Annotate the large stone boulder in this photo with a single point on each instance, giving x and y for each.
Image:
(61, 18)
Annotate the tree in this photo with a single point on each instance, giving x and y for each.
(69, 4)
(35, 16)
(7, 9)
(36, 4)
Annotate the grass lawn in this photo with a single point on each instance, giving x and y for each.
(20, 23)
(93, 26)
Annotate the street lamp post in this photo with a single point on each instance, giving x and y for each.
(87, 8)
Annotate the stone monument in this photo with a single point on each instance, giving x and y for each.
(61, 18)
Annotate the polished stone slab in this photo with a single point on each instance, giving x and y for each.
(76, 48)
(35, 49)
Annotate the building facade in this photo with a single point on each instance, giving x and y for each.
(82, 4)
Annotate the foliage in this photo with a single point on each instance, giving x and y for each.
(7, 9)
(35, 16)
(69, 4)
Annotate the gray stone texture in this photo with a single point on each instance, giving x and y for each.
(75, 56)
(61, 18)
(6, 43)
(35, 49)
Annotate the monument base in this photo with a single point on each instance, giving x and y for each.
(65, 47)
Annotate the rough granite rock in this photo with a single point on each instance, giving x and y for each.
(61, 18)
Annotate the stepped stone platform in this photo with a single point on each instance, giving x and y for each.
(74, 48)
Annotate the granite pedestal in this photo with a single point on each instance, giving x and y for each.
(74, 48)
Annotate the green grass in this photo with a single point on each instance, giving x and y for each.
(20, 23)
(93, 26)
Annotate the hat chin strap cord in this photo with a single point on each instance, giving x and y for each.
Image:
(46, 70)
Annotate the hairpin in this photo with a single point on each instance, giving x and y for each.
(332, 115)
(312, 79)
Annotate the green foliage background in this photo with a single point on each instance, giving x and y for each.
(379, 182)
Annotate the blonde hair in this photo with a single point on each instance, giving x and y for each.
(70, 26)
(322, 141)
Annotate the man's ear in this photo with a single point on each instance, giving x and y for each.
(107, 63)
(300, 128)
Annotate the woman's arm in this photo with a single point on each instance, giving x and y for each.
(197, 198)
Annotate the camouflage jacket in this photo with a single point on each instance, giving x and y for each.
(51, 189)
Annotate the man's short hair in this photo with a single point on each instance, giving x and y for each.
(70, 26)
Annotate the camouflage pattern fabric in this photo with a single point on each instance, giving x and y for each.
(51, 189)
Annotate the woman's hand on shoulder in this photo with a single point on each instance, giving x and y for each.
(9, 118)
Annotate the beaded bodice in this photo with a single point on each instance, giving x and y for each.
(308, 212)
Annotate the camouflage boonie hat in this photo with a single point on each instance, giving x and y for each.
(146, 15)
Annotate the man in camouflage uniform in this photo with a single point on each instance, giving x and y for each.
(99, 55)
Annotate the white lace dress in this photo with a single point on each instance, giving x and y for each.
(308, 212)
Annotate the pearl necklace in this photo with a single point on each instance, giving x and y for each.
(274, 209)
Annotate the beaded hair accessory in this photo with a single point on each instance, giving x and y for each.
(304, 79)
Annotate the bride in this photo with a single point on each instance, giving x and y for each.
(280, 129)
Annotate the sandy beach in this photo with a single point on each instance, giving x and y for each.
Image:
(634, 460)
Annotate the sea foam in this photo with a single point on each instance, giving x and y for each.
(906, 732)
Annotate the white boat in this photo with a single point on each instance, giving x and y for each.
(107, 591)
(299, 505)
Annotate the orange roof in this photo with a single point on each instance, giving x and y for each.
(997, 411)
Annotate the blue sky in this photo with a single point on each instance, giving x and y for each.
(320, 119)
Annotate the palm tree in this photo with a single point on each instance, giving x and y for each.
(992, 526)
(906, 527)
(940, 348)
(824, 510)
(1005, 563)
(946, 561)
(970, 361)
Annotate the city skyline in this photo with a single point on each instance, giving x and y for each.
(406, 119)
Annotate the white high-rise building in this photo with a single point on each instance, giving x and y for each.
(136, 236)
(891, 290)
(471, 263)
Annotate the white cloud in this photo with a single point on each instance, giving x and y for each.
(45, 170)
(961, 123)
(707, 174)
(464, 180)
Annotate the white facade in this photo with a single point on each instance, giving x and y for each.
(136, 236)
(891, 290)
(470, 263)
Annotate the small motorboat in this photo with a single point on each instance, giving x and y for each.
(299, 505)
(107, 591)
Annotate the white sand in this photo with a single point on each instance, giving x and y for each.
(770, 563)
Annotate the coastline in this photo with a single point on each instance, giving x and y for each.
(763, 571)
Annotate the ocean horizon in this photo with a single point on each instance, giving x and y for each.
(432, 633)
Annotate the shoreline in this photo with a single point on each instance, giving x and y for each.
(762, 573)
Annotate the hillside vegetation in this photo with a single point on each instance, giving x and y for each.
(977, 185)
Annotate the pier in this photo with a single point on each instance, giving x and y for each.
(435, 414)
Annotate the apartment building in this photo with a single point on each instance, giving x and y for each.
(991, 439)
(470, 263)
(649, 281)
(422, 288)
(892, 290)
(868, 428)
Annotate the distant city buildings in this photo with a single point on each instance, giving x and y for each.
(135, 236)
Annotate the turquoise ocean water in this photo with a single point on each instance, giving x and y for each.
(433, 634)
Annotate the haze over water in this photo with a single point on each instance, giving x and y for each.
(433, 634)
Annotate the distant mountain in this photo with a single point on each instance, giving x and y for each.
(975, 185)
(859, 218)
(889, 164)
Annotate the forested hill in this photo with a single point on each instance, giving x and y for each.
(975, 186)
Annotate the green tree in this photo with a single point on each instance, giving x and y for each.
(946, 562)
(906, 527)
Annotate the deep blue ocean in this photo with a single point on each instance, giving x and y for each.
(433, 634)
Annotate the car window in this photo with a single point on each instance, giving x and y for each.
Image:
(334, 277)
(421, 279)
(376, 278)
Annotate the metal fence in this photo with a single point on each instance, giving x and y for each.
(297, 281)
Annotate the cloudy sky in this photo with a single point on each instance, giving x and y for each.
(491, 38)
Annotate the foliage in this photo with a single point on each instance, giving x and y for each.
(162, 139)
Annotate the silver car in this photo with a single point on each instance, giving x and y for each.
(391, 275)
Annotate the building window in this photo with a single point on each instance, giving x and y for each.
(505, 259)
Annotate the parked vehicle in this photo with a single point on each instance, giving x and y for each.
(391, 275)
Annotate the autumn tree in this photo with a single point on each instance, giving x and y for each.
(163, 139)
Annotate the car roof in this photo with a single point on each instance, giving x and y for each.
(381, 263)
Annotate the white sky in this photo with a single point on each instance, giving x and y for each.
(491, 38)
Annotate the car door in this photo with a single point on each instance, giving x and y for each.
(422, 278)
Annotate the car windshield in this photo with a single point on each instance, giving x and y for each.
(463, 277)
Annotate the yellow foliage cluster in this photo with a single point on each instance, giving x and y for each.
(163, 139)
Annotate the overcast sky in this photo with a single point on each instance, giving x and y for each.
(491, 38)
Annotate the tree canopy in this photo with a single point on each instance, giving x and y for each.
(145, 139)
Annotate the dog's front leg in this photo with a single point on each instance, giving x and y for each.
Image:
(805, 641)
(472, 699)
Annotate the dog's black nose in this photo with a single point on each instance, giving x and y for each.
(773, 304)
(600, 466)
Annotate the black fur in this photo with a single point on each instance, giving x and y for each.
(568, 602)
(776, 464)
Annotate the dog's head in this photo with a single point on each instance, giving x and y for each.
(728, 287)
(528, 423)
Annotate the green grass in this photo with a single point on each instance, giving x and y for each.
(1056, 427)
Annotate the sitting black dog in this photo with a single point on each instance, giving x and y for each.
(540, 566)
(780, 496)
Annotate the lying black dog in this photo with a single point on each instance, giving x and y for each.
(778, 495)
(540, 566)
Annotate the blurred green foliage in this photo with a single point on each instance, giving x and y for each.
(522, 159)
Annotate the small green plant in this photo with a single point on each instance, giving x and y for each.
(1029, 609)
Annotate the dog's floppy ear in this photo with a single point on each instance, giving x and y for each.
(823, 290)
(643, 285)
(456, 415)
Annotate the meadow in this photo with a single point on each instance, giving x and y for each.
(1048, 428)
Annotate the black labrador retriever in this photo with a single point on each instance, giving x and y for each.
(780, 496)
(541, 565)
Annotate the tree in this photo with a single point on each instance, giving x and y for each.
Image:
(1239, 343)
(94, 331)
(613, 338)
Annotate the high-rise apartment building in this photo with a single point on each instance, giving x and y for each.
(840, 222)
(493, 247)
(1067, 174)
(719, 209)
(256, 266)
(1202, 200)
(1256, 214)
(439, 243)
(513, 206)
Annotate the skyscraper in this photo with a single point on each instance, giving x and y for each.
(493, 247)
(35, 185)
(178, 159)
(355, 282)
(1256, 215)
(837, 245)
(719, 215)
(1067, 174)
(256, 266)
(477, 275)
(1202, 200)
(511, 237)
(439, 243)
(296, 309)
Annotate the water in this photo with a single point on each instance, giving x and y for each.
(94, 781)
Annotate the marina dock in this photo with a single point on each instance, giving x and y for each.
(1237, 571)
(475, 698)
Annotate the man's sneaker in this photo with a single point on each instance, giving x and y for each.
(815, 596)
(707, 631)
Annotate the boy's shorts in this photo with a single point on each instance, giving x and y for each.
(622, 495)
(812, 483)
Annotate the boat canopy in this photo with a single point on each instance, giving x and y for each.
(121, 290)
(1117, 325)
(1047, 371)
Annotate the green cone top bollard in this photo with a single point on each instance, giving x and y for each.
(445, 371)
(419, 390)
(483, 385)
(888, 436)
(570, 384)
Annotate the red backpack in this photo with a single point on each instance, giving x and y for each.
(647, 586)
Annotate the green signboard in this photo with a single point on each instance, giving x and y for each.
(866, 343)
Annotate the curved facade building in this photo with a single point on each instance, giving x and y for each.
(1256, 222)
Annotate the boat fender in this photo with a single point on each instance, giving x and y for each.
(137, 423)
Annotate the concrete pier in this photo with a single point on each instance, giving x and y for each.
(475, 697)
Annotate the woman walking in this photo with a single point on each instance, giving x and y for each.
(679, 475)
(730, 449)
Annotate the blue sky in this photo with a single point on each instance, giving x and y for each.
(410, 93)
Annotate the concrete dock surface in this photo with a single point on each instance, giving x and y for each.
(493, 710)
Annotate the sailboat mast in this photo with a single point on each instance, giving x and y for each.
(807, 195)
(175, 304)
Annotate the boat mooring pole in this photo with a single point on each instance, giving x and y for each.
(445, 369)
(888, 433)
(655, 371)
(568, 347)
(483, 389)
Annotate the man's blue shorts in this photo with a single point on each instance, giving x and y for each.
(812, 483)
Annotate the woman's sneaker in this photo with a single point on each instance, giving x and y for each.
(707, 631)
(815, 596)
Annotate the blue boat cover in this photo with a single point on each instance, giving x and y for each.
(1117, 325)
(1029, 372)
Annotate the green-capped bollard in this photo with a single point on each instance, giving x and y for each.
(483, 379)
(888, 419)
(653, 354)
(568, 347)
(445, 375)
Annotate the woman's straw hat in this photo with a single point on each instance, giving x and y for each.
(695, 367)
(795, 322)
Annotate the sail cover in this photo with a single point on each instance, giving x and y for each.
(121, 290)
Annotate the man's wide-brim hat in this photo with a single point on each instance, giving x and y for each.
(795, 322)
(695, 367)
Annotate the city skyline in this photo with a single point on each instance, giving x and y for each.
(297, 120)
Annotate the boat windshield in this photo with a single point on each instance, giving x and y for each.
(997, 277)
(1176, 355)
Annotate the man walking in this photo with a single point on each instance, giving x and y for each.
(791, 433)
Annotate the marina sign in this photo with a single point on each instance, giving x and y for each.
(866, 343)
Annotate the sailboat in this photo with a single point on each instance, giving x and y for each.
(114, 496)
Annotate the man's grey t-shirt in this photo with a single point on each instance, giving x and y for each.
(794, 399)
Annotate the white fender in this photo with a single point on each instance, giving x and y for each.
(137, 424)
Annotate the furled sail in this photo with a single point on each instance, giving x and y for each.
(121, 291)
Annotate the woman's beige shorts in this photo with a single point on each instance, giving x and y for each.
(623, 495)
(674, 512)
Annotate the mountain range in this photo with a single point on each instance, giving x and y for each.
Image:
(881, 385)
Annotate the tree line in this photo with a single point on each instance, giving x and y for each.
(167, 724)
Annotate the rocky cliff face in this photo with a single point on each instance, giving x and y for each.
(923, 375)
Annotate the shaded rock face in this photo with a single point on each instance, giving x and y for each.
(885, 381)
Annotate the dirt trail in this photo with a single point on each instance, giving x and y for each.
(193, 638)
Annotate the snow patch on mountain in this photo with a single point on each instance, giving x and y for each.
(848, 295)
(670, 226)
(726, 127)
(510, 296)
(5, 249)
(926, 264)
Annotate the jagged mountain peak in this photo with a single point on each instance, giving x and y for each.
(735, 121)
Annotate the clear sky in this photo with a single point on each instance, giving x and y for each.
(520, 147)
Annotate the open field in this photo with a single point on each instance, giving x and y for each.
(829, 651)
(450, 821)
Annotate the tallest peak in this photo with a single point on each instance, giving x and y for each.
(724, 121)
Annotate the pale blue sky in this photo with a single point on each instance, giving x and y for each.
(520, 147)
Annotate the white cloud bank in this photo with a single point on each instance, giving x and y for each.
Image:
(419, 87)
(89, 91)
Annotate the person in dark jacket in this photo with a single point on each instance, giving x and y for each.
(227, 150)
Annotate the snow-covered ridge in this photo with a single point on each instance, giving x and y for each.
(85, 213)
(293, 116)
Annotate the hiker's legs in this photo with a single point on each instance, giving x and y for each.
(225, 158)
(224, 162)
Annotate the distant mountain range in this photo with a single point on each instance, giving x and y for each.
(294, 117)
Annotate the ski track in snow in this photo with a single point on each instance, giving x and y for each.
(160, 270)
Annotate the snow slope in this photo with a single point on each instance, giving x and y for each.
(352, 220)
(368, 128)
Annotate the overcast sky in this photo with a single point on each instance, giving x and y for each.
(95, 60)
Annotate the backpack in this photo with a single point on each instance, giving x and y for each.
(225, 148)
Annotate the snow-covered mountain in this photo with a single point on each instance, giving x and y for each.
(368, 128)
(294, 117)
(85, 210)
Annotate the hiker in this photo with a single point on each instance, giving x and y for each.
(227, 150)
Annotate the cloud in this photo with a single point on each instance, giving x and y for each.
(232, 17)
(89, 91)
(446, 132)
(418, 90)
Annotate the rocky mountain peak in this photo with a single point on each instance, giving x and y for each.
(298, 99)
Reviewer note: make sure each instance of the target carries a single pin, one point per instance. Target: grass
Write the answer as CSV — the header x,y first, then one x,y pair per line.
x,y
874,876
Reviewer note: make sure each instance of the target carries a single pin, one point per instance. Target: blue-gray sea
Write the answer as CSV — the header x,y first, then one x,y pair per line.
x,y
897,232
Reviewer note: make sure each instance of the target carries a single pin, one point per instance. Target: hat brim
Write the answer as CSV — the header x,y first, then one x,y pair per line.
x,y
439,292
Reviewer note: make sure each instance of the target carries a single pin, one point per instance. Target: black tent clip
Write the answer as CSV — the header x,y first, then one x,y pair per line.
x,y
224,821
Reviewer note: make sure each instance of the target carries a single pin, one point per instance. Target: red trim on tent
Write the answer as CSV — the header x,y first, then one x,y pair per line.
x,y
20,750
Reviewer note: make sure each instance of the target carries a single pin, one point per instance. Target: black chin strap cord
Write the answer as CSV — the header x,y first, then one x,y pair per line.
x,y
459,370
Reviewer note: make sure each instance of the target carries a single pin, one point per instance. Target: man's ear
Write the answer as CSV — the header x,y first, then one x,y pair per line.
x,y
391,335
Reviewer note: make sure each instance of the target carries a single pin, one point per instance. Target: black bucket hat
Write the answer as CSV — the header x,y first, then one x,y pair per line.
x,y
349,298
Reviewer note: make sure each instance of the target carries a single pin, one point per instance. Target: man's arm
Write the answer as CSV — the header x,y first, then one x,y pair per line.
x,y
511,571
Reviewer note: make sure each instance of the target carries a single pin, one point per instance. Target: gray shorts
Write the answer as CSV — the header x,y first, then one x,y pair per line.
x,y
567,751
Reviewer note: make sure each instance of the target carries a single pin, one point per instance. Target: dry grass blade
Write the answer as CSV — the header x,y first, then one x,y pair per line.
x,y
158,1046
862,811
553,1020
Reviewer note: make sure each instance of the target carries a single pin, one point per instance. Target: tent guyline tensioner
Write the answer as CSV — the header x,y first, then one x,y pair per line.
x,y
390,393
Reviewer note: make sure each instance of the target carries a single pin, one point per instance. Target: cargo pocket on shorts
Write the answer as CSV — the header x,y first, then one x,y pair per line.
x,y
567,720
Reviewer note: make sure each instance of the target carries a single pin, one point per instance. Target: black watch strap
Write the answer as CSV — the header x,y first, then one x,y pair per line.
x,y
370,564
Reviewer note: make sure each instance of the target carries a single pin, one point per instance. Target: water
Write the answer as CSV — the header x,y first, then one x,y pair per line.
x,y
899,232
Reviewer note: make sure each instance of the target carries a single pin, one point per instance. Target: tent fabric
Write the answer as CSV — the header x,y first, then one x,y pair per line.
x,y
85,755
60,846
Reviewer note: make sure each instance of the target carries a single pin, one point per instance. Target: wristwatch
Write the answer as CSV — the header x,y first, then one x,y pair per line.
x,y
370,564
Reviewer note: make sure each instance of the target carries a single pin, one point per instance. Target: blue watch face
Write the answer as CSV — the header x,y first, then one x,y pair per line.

# # # # #

**What the task asks:** Some of the data mentions "chin". Copy every line where it does.

**Result of the task:**
Annotate the hat chin strap cord in this photo with a single point on each instance, giving x and y for each.
Reviewer note: make sure each instance of the target carries a single pin, one point per instance. Target: black chin strap cord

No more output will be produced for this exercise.